[Stored dataset items]

* * *

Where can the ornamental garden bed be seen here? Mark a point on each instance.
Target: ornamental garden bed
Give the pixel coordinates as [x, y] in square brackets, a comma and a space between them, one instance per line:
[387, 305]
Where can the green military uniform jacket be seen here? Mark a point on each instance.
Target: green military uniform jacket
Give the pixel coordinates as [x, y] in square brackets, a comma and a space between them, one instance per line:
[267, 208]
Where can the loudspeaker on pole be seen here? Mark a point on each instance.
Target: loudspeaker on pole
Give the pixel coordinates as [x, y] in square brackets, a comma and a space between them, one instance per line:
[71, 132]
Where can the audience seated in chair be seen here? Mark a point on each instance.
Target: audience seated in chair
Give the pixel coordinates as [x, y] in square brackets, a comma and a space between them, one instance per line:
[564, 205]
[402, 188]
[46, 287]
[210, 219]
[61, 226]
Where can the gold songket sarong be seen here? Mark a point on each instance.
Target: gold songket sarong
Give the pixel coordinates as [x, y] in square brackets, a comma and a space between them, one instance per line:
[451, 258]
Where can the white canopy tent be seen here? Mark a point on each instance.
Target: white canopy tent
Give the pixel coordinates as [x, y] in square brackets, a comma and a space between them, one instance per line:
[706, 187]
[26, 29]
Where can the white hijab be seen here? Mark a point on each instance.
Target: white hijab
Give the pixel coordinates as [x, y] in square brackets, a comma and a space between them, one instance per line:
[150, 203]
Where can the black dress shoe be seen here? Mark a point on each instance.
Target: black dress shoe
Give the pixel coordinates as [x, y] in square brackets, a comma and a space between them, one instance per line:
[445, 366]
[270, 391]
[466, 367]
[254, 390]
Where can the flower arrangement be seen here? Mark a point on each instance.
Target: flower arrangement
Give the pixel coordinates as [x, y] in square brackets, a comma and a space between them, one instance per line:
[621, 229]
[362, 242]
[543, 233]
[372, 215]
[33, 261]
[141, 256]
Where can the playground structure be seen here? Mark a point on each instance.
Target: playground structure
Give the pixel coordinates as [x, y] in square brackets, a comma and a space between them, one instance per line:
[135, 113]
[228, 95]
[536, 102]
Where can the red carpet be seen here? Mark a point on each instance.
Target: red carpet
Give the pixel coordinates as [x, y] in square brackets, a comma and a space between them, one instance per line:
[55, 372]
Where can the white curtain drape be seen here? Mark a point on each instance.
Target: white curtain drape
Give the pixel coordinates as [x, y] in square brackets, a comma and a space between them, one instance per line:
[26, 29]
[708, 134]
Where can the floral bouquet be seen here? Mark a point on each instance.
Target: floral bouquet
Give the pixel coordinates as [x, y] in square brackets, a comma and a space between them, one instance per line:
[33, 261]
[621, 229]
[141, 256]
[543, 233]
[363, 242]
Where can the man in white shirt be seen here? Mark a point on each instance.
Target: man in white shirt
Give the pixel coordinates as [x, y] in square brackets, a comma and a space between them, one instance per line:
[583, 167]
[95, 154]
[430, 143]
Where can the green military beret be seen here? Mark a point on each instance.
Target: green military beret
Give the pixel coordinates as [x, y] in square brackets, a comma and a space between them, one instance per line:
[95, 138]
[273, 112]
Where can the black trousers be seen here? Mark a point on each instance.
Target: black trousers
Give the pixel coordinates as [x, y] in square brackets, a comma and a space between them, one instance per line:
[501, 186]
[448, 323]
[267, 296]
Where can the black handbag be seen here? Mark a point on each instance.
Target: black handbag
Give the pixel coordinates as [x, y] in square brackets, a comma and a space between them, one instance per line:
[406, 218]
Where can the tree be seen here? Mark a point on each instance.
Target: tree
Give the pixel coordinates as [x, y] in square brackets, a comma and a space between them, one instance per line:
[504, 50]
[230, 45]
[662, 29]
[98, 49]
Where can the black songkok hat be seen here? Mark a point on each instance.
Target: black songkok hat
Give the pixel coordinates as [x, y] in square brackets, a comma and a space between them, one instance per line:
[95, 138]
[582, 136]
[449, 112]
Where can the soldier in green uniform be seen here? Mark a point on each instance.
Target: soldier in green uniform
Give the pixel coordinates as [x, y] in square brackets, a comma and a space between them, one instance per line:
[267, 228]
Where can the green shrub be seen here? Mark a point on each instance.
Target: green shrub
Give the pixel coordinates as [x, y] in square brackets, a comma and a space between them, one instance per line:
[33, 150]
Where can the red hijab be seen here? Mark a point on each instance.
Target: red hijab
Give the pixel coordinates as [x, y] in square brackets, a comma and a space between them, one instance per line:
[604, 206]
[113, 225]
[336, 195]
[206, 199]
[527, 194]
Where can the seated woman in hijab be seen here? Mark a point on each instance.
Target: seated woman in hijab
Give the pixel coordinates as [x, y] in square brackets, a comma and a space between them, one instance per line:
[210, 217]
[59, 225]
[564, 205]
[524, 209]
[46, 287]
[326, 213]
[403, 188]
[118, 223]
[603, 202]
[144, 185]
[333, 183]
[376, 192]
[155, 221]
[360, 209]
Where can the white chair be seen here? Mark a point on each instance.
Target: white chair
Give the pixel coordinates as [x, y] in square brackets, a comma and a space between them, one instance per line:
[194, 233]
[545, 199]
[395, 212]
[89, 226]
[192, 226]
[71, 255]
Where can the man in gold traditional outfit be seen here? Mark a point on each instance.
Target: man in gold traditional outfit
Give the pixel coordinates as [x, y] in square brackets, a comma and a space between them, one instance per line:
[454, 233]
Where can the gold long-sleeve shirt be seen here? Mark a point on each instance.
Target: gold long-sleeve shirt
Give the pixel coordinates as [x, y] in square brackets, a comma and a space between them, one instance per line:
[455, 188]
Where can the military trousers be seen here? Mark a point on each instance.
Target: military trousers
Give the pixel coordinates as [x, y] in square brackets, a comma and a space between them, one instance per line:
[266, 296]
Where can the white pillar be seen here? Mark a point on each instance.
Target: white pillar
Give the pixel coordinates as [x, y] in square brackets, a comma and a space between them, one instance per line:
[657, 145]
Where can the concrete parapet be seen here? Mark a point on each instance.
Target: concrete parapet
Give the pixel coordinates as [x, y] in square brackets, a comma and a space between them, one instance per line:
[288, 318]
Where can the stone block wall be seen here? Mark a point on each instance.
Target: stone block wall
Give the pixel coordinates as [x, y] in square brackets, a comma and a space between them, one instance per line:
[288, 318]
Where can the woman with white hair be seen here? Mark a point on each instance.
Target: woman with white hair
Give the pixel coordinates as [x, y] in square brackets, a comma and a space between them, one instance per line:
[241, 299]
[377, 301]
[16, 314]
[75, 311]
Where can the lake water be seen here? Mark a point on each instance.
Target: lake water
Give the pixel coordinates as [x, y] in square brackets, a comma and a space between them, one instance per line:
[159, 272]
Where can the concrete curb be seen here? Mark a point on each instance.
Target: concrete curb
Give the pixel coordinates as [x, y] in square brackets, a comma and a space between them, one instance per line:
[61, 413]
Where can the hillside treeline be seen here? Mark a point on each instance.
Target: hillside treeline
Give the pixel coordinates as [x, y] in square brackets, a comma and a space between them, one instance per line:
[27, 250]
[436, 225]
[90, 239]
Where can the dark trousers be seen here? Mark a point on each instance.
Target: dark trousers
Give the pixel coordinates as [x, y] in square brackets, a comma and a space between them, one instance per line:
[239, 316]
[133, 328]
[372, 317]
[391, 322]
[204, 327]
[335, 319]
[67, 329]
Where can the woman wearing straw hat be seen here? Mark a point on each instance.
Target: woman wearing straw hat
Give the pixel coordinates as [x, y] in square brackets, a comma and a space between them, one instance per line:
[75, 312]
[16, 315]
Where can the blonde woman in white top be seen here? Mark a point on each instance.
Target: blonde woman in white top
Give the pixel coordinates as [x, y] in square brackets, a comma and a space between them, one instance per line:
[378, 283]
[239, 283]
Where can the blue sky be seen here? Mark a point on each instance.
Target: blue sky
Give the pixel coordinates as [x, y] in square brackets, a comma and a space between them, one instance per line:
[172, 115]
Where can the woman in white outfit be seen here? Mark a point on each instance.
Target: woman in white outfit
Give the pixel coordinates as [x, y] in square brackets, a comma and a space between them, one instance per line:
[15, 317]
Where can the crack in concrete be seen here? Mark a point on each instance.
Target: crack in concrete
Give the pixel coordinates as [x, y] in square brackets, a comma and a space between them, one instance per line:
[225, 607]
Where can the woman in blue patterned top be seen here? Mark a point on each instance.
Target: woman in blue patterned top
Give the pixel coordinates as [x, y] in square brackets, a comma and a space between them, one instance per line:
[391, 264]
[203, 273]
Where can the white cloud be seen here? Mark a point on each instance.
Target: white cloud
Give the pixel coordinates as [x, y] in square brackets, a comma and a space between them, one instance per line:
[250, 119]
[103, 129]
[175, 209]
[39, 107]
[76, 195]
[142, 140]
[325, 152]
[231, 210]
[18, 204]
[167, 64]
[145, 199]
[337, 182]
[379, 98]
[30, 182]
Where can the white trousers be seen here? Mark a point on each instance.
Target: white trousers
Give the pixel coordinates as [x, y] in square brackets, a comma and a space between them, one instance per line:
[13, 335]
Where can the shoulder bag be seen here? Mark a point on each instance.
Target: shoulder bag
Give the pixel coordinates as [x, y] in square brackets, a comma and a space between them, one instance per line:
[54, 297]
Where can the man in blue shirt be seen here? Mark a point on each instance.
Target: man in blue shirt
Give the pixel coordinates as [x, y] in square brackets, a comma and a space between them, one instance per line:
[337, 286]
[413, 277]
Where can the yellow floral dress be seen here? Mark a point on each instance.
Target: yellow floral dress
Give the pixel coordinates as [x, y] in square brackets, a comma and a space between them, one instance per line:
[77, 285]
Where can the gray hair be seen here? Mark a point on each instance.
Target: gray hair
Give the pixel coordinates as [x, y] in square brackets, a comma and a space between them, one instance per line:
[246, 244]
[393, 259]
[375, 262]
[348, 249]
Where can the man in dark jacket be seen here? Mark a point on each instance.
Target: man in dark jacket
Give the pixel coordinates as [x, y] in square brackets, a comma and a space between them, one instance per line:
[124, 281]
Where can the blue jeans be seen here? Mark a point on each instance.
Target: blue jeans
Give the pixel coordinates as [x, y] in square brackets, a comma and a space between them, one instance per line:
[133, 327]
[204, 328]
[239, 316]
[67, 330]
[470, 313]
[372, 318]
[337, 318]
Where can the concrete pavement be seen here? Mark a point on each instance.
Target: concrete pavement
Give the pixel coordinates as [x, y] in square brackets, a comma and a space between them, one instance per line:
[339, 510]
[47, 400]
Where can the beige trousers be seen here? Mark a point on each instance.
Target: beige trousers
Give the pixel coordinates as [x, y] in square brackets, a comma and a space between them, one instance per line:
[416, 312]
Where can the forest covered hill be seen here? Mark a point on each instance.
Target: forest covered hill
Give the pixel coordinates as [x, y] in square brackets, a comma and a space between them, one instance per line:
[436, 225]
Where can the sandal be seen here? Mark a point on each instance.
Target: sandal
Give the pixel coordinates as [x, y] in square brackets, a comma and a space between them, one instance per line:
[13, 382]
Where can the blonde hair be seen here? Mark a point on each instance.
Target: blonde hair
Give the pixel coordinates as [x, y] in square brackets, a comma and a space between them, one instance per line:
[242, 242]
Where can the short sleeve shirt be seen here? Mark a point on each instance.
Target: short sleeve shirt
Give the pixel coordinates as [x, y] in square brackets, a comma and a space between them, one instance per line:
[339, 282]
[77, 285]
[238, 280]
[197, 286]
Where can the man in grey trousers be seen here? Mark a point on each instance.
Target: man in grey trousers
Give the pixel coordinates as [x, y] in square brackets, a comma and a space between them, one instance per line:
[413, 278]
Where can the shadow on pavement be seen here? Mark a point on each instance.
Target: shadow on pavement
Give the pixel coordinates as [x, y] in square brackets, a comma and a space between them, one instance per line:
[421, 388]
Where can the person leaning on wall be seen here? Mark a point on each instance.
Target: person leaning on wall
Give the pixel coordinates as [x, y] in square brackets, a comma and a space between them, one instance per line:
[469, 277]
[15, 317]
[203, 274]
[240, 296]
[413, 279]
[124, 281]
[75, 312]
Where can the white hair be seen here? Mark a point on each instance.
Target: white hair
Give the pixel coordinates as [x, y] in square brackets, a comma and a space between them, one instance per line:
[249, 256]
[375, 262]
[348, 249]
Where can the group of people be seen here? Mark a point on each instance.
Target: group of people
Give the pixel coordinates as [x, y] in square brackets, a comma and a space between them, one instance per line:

* * *

• _Task brief_
Output exactly the span of lines beginning at the first line of the records and ending at the line that holds "Target: flower arrangement", inclusive, with no other text.

• _Answer to this problem_
Where can the ornamental garden bed be seen here? Mark a point on each instance.
Target: ornamental garden bed
Give the pixel coordinates as [x, y] in square brackets, a comma and a space between them, one instance per line:
[387, 305]
Where can the green military uniform jacket be seen here? Mark a point on each instance.
Target: green military uniform jacket
Give the pixel coordinates as [x, y] in square brackets, a comma and a space between them, one instance per line:
[267, 208]
Where can the loudspeaker on pole be seen here? Mark a point on each instance.
Target: loudspeaker on pole
Give the pixel coordinates as [x, y] in square brackets, a comma and a space between them, one instance per line:
[71, 132]
Where can the audience seated in chair be seen here? Mark a point on each instance.
Target: audience seated in chair
Give the pixel coordinates as [x, y] in square brackets, a comma and a space between them, one instance per line:
[564, 205]
[402, 188]
[46, 287]
[210, 219]
[61, 226]
Where can the gold songket sarong be seen here? Mark a point on each instance.
Target: gold songket sarong
Give the pixel coordinates as [x, y] in square brackets, a comma and a space between them, one instance per line:
[451, 258]
Where can the white canopy tent be seen here? Mark a point on each instance.
Target: white canopy tent
Give the pixel coordinates as [x, y] in square brackets, a comma and a space between them, one instance per line:
[706, 187]
[26, 29]
Where can the white hijab be seen here? Mark a point on each instance.
Target: white hijab
Give the pixel coordinates as [x, y] in square brackets, a comma and a space between them, one instance per line:
[150, 203]
Where can the black dress shoe be seen here? Mark a point on each instance.
Target: black dress shoe
Give the pixel coordinates as [x, y] in square brackets, a comma and a space between them, one instance per line:
[445, 366]
[270, 391]
[466, 367]
[254, 390]
Where can the flower arrangement be seen here? Mark a point on each instance.
Target: flower arrangement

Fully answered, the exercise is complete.